TASK DIRECTIONS —
Write out exactly the lines between the line containing "Could you please indicate the street" and the end of the records, counting both ends, and leave out all pictures.

····················

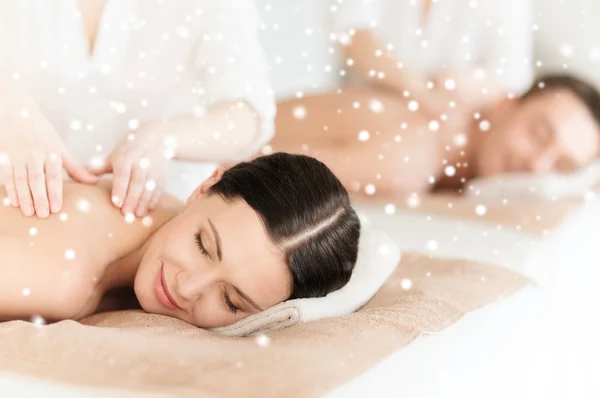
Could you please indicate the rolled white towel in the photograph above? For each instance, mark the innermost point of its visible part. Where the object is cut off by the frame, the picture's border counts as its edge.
(535, 187)
(378, 257)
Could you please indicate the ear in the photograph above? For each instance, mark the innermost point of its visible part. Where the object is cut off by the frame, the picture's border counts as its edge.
(205, 186)
(502, 106)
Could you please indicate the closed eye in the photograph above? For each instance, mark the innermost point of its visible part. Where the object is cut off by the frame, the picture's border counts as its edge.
(198, 238)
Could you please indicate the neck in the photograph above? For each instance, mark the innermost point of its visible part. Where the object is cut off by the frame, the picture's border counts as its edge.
(122, 272)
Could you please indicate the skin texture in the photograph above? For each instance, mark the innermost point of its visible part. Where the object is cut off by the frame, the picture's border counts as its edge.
(81, 259)
(551, 131)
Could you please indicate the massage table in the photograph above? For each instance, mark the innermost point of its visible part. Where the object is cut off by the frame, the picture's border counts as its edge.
(529, 343)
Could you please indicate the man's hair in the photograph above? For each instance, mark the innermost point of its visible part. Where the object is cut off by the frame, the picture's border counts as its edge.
(306, 212)
(586, 92)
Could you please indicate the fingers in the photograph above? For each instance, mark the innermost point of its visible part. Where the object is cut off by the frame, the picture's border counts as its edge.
(154, 200)
(9, 184)
(54, 183)
(21, 181)
(135, 190)
(78, 172)
(37, 186)
(150, 191)
(121, 179)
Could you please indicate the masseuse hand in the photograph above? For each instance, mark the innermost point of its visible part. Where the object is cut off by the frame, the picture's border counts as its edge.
(32, 157)
(139, 165)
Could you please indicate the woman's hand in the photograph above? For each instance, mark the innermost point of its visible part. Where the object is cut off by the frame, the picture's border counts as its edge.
(32, 157)
(139, 164)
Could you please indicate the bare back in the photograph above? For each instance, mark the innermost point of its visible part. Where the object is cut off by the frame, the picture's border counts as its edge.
(52, 267)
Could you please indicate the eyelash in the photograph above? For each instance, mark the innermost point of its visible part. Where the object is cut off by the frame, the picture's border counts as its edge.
(200, 245)
(224, 294)
(228, 302)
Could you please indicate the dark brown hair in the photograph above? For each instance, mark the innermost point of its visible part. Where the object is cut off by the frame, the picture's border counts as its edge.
(306, 212)
(586, 92)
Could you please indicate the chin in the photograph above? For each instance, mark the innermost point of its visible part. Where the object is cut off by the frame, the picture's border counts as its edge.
(144, 292)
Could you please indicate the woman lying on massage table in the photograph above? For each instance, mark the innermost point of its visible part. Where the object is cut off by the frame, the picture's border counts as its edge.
(276, 228)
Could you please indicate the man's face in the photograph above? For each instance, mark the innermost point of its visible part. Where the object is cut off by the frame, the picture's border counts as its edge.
(551, 131)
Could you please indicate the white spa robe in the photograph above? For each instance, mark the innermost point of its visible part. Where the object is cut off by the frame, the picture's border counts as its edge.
(151, 59)
(494, 37)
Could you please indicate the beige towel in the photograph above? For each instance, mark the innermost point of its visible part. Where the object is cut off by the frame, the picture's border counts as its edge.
(150, 353)
(378, 257)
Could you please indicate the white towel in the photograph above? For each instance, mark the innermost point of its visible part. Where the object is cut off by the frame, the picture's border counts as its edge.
(536, 187)
(378, 256)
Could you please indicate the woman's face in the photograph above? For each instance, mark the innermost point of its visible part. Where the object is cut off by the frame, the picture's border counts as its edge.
(548, 132)
(212, 265)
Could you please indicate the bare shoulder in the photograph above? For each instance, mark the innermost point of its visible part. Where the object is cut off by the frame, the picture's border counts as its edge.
(49, 265)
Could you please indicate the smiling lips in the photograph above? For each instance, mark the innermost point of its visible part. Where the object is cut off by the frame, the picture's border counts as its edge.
(162, 291)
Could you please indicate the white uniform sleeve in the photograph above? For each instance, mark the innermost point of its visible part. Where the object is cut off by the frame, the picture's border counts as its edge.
(230, 61)
(357, 14)
(508, 46)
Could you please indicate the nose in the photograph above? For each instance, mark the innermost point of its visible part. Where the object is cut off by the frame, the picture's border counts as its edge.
(191, 285)
(544, 162)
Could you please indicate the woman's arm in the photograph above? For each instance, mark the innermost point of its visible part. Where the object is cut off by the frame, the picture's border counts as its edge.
(232, 70)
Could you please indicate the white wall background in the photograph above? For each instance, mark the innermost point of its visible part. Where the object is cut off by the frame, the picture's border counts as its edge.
(296, 37)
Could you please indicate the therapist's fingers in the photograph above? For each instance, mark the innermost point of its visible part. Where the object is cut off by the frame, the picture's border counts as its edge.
(77, 172)
(154, 200)
(22, 187)
(9, 184)
(143, 205)
(134, 190)
(54, 184)
(37, 185)
(122, 176)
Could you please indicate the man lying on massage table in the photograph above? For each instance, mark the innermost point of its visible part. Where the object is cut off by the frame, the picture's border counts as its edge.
(395, 147)
(275, 228)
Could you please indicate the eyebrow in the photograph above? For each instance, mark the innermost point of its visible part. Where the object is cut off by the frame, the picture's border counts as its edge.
(217, 239)
(219, 255)
(248, 299)
(548, 125)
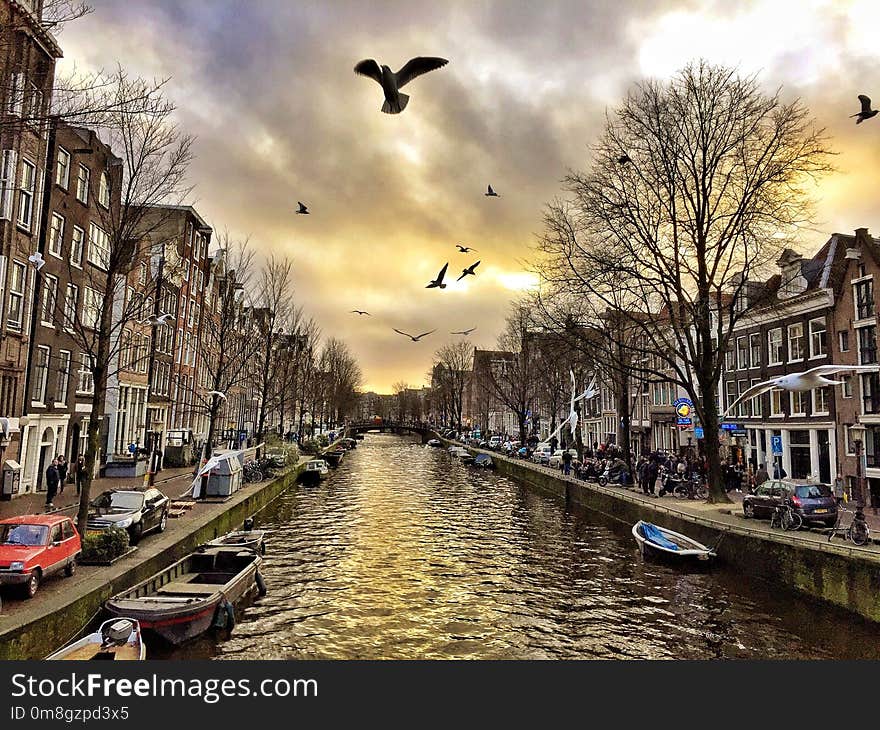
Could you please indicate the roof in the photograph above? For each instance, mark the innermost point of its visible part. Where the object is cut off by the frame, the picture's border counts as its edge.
(48, 520)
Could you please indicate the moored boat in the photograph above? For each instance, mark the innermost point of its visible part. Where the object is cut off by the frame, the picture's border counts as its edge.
(117, 639)
(192, 595)
(661, 542)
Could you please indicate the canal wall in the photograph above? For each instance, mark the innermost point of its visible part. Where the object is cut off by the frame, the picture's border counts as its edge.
(846, 577)
(38, 628)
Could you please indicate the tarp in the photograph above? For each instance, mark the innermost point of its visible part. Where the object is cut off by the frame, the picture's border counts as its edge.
(652, 534)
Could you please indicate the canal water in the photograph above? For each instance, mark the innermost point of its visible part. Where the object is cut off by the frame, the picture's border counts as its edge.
(405, 554)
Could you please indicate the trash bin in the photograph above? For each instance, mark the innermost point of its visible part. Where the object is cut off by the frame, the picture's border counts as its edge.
(11, 479)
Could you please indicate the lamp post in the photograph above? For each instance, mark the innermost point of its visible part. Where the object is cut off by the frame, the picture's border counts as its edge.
(857, 433)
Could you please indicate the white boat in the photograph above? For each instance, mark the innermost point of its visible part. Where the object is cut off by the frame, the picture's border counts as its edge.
(657, 541)
(118, 639)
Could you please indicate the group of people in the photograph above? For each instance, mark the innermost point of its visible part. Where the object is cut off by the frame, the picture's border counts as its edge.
(56, 477)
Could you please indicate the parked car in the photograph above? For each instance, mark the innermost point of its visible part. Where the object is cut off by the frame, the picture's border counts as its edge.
(542, 454)
(556, 458)
(815, 503)
(137, 510)
(32, 547)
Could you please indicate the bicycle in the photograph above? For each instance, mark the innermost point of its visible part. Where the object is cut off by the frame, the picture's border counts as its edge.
(785, 517)
(857, 531)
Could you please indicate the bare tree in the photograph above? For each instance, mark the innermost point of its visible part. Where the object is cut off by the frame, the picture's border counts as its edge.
(695, 184)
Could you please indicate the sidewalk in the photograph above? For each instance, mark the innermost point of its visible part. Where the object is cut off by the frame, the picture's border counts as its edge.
(170, 481)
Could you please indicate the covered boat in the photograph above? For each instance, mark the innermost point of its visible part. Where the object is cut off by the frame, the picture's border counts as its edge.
(657, 541)
(195, 593)
(116, 639)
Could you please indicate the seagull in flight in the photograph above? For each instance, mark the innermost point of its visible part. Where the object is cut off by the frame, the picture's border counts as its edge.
(415, 338)
(469, 271)
(392, 82)
(807, 380)
(866, 112)
(438, 282)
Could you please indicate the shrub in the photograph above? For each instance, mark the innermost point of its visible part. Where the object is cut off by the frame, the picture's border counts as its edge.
(104, 546)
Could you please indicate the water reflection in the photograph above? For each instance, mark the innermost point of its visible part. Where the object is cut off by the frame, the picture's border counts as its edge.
(405, 554)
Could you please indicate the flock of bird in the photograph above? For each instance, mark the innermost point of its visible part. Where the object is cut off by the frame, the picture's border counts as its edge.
(395, 102)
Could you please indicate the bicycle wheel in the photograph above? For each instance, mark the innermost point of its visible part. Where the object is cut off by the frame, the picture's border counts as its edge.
(859, 533)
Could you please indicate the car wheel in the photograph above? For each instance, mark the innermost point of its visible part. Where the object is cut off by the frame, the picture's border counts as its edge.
(30, 588)
(135, 532)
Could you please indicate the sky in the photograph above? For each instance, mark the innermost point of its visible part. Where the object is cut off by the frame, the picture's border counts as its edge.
(267, 88)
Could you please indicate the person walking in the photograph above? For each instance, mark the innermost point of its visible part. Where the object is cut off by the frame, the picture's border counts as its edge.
(51, 483)
(62, 472)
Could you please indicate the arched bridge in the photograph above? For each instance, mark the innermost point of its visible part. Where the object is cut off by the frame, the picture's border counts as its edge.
(426, 431)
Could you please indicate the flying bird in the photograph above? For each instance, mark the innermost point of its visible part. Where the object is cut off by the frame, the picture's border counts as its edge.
(37, 260)
(415, 338)
(866, 112)
(159, 320)
(807, 380)
(391, 82)
(438, 282)
(469, 271)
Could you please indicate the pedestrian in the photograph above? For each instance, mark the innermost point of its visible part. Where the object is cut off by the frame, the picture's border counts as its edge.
(62, 472)
(51, 483)
(79, 472)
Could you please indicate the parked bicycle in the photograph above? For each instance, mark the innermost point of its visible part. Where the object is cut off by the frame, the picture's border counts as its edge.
(785, 517)
(857, 531)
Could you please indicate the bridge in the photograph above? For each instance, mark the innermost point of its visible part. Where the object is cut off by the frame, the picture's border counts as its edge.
(426, 431)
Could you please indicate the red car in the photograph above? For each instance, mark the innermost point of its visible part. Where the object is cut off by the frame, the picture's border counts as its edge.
(35, 546)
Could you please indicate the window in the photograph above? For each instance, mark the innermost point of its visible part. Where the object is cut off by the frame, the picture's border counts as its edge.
(774, 346)
(104, 190)
(26, 194)
(820, 401)
(40, 374)
(71, 303)
(776, 402)
(91, 314)
(795, 342)
(99, 246)
(7, 183)
(867, 345)
(86, 384)
(818, 336)
(870, 393)
(864, 296)
(16, 294)
(82, 184)
(742, 353)
(63, 381)
(755, 347)
(50, 299)
(62, 168)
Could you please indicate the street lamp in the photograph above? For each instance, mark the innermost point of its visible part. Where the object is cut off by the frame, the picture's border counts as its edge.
(857, 435)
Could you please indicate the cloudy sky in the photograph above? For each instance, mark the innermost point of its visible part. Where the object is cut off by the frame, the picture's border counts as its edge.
(267, 87)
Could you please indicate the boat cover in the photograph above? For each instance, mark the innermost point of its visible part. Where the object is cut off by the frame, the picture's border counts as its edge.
(653, 534)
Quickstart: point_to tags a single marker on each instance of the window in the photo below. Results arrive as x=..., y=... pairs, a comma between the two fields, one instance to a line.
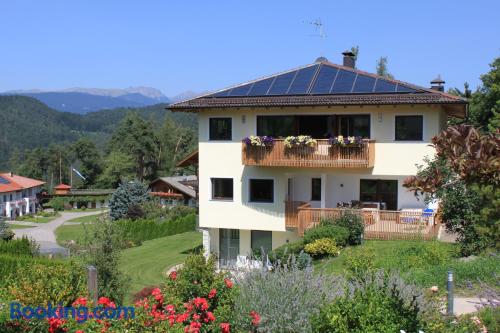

····················

RESULT OF THE EXERCISE —
Could you please indicate the street lamp in the photograph above? For each instance, mark the innermost point of its visible part. Where the object is cut off by the frame, the picture's border counts as its edge.
(857, 435)
Could you please indicate the cloudy sky in the photograph above? For each instance, mark the innermost point of its visible part. Where the object is cut off by the frame, the picture's border counts as its edge.
(267, 87)
Could you please indicate the boat cover in the photograph above? For each instance, mark the innermost point of its visible part. Where the object is cut off by the frame, the picture's border counts as its edge.
(653, 534)
Quickstart: point_to tags a single marker on each instance of the window in the photo below. Results arrive as x=..., y=... pairs, a comma between the two fields, one instance to a line.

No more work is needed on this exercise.